Informations générales
Date
Lieu Baie d'Algésiras
Issue Victoire décisive mérinide
Belligérants
Royaume mérinide Royaume de Castille
Commandants
Abu Yaqub Pedro Martínez de Fe  Reddition
Forces en présence

60 navires[L 1]

400 navires
Pertes

Inconnues

397 navires détruits ou capturés

La bataille d'Algésiras de 1279 est une bataille navale opposant la flotte maroco-andalouse sous le commandement du prince Abu Yaqub, à une flotte castillane dirigée par Pedro Martínez de Fe. L'attaque surprise musulmane se termine par l'anéantissement de la flotte castillane, obligeant les Castillans à lever le siège d'Algésiras.

Contexte[modifier | modifier le code]

En 1275, les Mérinides mènent une importante campagne en Andalousie, et attaquent notamment les cités de Séville, Jaén et Cordoue[1],[2]. Ils dévastent les terres castillanes sans pour autant modifier les frontières[L 2]. Une trêve de deux ans est ensuite signée avec la Castille[3].

La trêve de deux ans touchant à sa fin, Abu Yusuf mène une nouvelle campagne à partir de juillet 1277, contre les Castillans, dans laquelle il ravage les terres chrétiennes[L 3]. Il revient à Algésiras en novembre, avec un important butin[L 4]. Son fils Abou Zeyane prend également possession de Malaga, cédée par Ibn Chekilola, gouverneur de la ville. Les succès d'Abu Yusuf commencent néanmoins à créer une sérieuse inquiétude chez son allié sultan de Grenade, Mohammed II al-Faqih, dit Ibn Ahmer. Celui-ci craint en effet de revivre la même situation que ce qu'a vécu Al Mutamid, déchu de son pouvoir par Youssef ben Tachfine à l'époque almoravide[L 5]. D'autant plus que le domaine mérinide s'est considérablement agrandit en Andalousie[L 4].

Consigne écrite A — Citez mot pour mot les lignes de la liste, depuis son début jusqu'à la ligne contenant "point(138, 113)", celle-ci comprise.

Relevés d'identification de positions —

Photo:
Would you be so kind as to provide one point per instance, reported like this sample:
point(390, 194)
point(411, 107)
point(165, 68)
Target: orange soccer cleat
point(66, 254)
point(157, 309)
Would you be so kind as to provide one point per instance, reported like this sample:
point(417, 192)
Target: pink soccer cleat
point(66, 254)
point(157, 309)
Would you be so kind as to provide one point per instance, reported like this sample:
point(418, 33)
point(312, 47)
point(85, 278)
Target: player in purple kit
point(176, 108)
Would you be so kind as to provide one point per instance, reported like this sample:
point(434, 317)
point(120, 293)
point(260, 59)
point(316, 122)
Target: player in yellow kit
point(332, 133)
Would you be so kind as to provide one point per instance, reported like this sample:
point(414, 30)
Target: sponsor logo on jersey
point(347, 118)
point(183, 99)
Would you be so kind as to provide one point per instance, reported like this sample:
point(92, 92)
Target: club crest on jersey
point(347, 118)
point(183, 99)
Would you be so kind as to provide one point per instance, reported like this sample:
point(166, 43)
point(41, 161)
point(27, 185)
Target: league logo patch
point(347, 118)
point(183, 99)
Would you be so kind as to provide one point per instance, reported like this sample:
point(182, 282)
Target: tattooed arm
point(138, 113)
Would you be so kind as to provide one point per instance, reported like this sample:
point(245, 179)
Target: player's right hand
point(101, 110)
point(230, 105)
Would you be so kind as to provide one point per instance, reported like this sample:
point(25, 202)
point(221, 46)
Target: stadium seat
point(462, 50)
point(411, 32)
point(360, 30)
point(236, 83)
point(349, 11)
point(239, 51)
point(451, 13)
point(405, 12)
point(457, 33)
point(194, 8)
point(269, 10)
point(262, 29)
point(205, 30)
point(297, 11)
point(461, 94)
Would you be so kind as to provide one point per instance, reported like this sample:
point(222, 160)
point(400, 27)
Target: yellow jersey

Consigne écrite B — D'après le passage sur la bataille d'Algésiras, pourquoi les succès d'Abu Yusuf inquiètent-ils le sultan de Grenade ? Répondez en une à trois phrases.

Résultat attendu A —
Photo:
Would you be so kind as to provide one point per instance, reported like this sample:
point(390, 194)
point(411, 107)
point(165, 68)
Target: orange soccer cleat
point(66, 254)
point(157, 309)
Would you be so kind as to provide one point per instance, reported like this sample:
point(417, 192)
Target: pink soccer cleat
point(66, 254)
point(157, 309)
Would you be so kind as to provide one point per instance, reported like this sample:
point(418, 33)
point(312, 47)
point(85, 278)
Target: player in purple kit
point(176, 108)
Would you be so kind as to provide one point per instance, reported like this sample:
point(434, 317)
point(120, 293)
point(260, 59)
point(316, 122)
Target: player in yellow kit
point(332, 133)
Would you be so kind as to provide one point per instance, reported like this sample:
point(414, 30)
Target: sponsor logo on jersey
point(347, 118)
point(183, 99)
Would you be so kind as to provide one point per instance, reported like this sample:
point(92, 92)
Target: club crest on jersey
point(347, 118)
point(183, 99)
Would you be so kind as to provide one point per instance, reported like this sample:
point(166, 43)
point(41, 161)
point(27, 185)
Target: league logo patch
point(347, 118)
point(183, 99)
Would you be so kind as to provide one point per instance, reported like this sample:
point(182, 282)
Target: tattooed arm
point(138, 113)

Résultat attendu B — Mohammed II al-Faqih, dit Ibn Ahmer, craint de revivre la situation d'Al Mutamid, déchu de son pouvoir par Youssef ben Tachfine à l'époque almoravide. Son inquiétude est d'autant plus vive que le domaine mérinide s'est considérablement agrandi en Andalousie.